Hm, lege doch einfach deine Zunge knapp hinter deine Schneidezähne, fast zwischen die oberen und unteren. Dann lass Luft durch den leicht geöffneten Mund strömen, während du die Zunge einfach vibrieren lässt.

Laut Wikipedia soll es dieser Klang sein, was ich aber bezweifle. Zumindest musst du erst einmal das "r" rollen können - so schwer ist das nicht.


----------



## Tchesko

Jana337 said:
			
		

> Ob es zwei Typen des ř gibt, das muss ich mir durch den Kopf gehen lassen. Vielleicht stimmt es, aber ich als Muttersprachlerin nehme es nicht wahr. Bin jedoch skeptisch.
> 
> Jana


 
Es gibt tatsächlich zwei "ř", stimmhaft und stimmlos. Das stimmhafte "ř" klingt wie "r+ž" (ž wie "ge" in Garage), während das stimmlose "ř" klingt eher wie "r+sch". Die Tschechen sind sich dessen meist nicht bewusst.
"Tři" enthält ein stimmloses "ř", wegen der sog. Assimilation. Was Bedřich Smetana, Antonín Dvořák und čtyři angeht, hat man da mit dem stimmhaften "ř" zu tun.

Angezeigte Daten
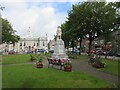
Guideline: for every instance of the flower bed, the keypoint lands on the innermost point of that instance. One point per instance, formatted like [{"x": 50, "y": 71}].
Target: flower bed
[{"x": 66, "y": 63}]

Aufgabe 1
Geben Sie den Auszug über das tschechische ř von „Laut Wikipedia soll“ bis einschließlich „Bin jedoch skeptisch.“ erneut wieder und ersetzen Sie darin „Muttersprachlerin“ durch „Tschechin“.
Aufgabe 2
Setzen Sie den Auszug über das tschechische ř im Anschluss an seinen letzten Satz fort.

Schriftliche Antwort 1
Laut Wikipedia soll es dieser Klang sein, was ich aber bezweifle. Zumindest musst du erst einmal das "r" rollen können - so schwer ist das nicht.


----------



## Tchesko

Jana337 said:
			
		

> Ob es zwei Typen des ř gibt, das muss ich mir durch den Kopf gehen lassen. Vielleicht stimmt es, aber ich als Tschechin nehme es nicht wahr. Bin jedoch skeptisch.

Schriftliche Antwort 2
Roman


----------



## Anatoli

Tchesko said:
			
		

> Es gibt tatsächlich zwei "ř", stimmhaft und stimmlos. Das stimmhafte "ř" klingt wie "r+ž" (ž wie "ge" in Garage), während das stimmlose "ř" klingt eher wie "r+sch". Die Tschechen sind sich dessen meist nicht bewusst.
> "Tři" enthält ein stimmloses "ř", wegen der sog. Assimilation. Was Bedřich Smetana, Antonín Dvořák und čtyři angeht, hat man da mit dem stimmhaften "ř" zu tun.
> 
> Roman


Hallo alle,

Diese beschreibung ist ganz richtig und ist alles Ihr müßt wissen im ganzen Faden. Dieser Laut existiert nur im Tschechischen. Im Russischen er entspricht dem palatalisierten 'r', in Polnisch "rz". Die Regel für stimmhaften/stimmlosen rz (ausgesprochen als ž (Garage) oder deutscher "sch" ist dieselbe wie als im Tchechsichen).

řeka [rž*e*ka] (Tschechisch)
rzeka [ž*e*ka] (Polnish)
река [r'ik*a*](Russisch)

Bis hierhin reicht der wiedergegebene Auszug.